• _Teks Halaman_:
Setelah mendapat saran dari pajabat kerajaan, raja langsung memutuskan : Untuk menjaga keselamatan kerajaan dan raja, Kyai Jamur harus diusir dari kerajaan atau dibunuh sekalian, seperti itulah titah sang raja.

Berita rencana raja tersebut cepat tersebar, akhirnya juga terdengar oleh Kyai Jamur. Beliau memutuskan sebelum utusan kerajaan tiba, beliau harus mendahului meninggalkan negeri itu.
Mendengar bahwa Kyai Jamur sudah tidak ada di tempatnya, sang Aji Pramosa tambah jengkel, Raja terus memberikan perintah kepada “punggawa” kerajaan agar mengejar dan menangkap Kyai Jamur, Resi harus dipenjara. Sebagai alasan Raja, Resi dianggap salah karena pergi tanpa izin kepada raja.

• _Soal Latihan_:
1. Salin tanpa perubahan sebagian cerita tentang Kyai Jamur. Mulailah pada kata-kata yang memuat "Berita rencana raja" dan berhentilah setelah "izin kepada raja.".
2. Jawablah pertanyaan berikut berdasarkan cerita tentang Kyai Jamur.
(a) Menurut titah raja, apa yang harus dilakukan terhadap Kyai Jamur?
(b) Apa yang diputuskan Kyai Jamur setelah mendengar rencana raja?
(c) Apa alasan raja menganggap Resi bersalah?
3. Teruskan cerita tentang Kyai Jamur, dimulai setelah kalimat terakhir yang tertulis.

• _Bahan yang Disediakan_:
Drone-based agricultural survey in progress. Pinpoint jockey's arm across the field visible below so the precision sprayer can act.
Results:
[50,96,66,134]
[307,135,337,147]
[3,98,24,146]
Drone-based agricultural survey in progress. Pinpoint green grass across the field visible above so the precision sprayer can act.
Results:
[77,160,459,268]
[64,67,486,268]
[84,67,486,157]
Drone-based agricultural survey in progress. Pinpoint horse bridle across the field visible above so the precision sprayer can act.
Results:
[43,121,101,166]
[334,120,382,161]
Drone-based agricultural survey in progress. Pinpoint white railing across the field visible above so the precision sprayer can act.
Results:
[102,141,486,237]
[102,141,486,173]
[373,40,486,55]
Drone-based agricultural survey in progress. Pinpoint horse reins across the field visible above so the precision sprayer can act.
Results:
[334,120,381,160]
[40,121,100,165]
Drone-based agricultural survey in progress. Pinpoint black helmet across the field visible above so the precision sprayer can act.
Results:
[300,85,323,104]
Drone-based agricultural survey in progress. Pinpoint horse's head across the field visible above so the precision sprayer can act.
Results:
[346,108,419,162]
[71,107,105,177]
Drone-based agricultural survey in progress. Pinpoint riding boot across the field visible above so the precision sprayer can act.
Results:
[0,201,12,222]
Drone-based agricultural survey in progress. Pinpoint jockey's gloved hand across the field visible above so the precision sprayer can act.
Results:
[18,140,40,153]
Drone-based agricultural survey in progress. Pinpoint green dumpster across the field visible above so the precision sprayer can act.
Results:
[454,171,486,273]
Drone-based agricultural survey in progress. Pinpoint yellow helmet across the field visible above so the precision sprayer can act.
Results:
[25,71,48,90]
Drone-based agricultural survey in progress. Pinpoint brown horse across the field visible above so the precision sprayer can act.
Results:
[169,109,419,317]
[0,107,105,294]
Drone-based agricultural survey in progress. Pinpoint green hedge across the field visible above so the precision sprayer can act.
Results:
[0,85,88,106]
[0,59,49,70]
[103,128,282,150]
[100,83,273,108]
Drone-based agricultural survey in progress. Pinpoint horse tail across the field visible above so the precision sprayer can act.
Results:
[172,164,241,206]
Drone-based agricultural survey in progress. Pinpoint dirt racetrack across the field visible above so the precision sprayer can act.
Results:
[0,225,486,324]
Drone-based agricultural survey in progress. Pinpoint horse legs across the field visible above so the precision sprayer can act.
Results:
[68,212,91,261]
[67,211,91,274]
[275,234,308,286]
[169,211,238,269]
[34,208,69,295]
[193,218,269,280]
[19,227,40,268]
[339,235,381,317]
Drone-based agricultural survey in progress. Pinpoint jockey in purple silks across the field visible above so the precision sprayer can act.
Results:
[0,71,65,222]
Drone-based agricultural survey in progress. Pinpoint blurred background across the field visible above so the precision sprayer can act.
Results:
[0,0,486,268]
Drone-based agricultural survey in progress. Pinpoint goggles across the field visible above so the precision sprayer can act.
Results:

• _Jawaban Tiap Soal_:
1.
Berita rencana raja tersebut cepat tersebar, akhirnya juga terdengar oleh Kyai Jamur. Beliau memutuskan sebelum utusan kerajaan tiba, beliau harus mendahului meninggalkan negeri itu.
Mendengar bahwa Kyai Jamur sudah tidak ada di tempatnya, sang Aji Pramosa tambah jengkel, Raja terus memberikan perintah kepada “punggawa” kerajaan agar mengejar dan menangkap Kyai Jamur, Resi harus dipenjara. Sebagai alasan Raja, Resi dianggap salah karena pergi tanpa izin kepada raja.

2.
(a) Kyai Jamur harus diusir dari kerajaan atau dibunuh sekalian.
(b) Ia memutuskan untuk lebih dulu meninggalkan negeri itu sebelum utusan kerajaan tiba.
(c) Resi dianggap salah karena pergi tanpa izin kepada raja.

3.
Sang Resi berjalan terus sepanjang pantai laut selatan yang akhirnya sampai pada tempat yang bernama Cilacap, Resi merasa bahwa Cilacap sepertinya daerah yang aman sebagai persembunyian dari pengawasannya Raja.

Raja tidak pernah berhenti mencari dan mengejar Sang Resi pokoknya harus tertangkap. Sesudah dicari kemana-mana akhirnya Raja menemukan persembunyian Resi Aji Pramosa dan pasukannya sampai ketika waktu Resi bertapa. Mengetahui Resi sedang bertapa, tanpa menyia-nyiakan kesempatan, Sang Resi langsung di tangkap terus dibunuh. Tapi karena Sang Resi adalah orang sakti mandraguna jasadnya menghilang (moksa=Bhs.Jawa).
Raja menjadi heran beserta ketakutan. Belum hilang ketakutannya, Raja dibuat kaget lagi dengan adanya suara gemuruh angin rebut di tengah laut.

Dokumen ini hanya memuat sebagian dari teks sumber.